Text block:
────────
In patients with multi-vessel heart disease who have had a heart attack, immediate treatment with stents in all diseased arteries was found to be as safe and effective at one year of follow-up as staged treatment, according to findings from the first large, randomized trial to address this question that is being presented at the American College of Cardiology’s Annual Scientific Session Together With the World Congress of Cardiology. In staged treatment, the blocked artery that caused the heart attack is treated with a stent immediately and other partially blocked arteries are treated in a second procedure up to six weeks later. This study was simultaneously published online in The Lancet at the time of presentation.
About half of patients who have a heart attack have multi-vessel heart disease—this means that in addition to having one completely blocked coronary artery that caused their heart attack, they have additional narrowed coronary arteries that are at risk of becoming blocked or unstable, leading to another heart attack. Clinicians refer to the blocked artery that causes a heart attack as the “culprit lesion” and to the other at-risk arteries as “non-culprit lesions.”
────────
(Data taken from a collection)
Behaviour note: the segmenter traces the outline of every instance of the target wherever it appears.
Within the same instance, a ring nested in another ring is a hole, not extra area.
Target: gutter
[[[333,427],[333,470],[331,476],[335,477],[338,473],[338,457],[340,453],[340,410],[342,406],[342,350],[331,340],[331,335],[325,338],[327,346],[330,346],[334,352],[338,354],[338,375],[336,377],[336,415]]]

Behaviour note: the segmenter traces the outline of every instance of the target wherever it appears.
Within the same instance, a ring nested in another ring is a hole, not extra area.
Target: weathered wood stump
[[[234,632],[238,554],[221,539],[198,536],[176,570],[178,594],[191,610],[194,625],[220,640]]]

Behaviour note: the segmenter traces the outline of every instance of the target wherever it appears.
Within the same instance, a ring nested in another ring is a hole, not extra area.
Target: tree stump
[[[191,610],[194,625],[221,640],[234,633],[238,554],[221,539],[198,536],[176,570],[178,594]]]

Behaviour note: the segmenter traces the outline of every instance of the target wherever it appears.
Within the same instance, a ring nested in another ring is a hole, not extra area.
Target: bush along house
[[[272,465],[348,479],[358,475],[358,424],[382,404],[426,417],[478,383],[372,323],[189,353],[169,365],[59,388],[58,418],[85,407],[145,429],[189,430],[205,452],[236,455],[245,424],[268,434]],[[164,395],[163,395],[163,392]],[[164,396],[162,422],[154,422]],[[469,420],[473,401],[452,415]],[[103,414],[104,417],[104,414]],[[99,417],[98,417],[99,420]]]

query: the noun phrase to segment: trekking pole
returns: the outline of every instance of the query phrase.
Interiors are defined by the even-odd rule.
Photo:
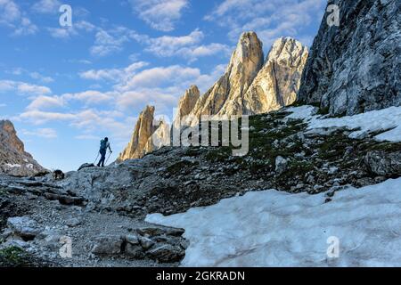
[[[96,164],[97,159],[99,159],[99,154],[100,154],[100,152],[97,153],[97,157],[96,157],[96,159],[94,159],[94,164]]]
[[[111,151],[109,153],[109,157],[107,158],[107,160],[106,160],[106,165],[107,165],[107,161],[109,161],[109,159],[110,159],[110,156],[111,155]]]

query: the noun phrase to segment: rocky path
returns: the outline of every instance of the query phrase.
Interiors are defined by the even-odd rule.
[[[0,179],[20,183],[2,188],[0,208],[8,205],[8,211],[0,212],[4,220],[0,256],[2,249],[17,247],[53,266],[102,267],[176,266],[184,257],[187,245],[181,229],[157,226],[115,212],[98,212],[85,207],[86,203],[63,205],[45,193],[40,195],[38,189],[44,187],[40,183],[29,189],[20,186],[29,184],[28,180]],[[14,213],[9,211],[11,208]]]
────────
Assignment 1:
In the passage on the heart attack stent trial, rewrite everything from "In patients with" down to "time of presentation.", substituting "delayed treatment" for "staged treatment".
Assignment 2:
According to the passage on the heart attack stent trial, why are the additional narrowed arteries in patients with multi-vessel heart disease a concern?
Assignment 3:
Continue the passage on the heart attack stent trial from where it stops.

Exercise output 1:
In patients with multi-vessel heart disease who have had a heart attack, immediate treatment with stents in all diseased arteries was found to be as safe and effective at one year of follow-up as delayed treatment, according to findings from the first large, randomized trial to address this question that is being presented at the American College of Cardiology’s Annual Scientific Session Together With the World Congress of Cardiology. In delayed treatment, the blocked artery that caused the heart attack is treated with a stent immediately and other partially blocked arteries are treated in a second procedure up to six weeks later. This study was simultaneously published online in The Lancet at the time of presentation.

Exercise output 2:
They are at risk of becoming blocked or unstable, which could lead to another heart attack.

Exercise output 3:
“The purpose of the international, randomized BIOVASC trial was to compare outcomes for immediate and staged complete revascularization for patients with multi-vessel heart disease who have suffered a heart attack. The goal was not to determine which approach was superior but rather to establish whether immediate complete vascularization was ‘not inferior’ to the staged approach, which needed to be answered first,” said Roberto Diletti, MD, Ph.D., an interventional cardiologist at Erasmus Medical Center in Rotterdam, Netherlands, and lead author of the study.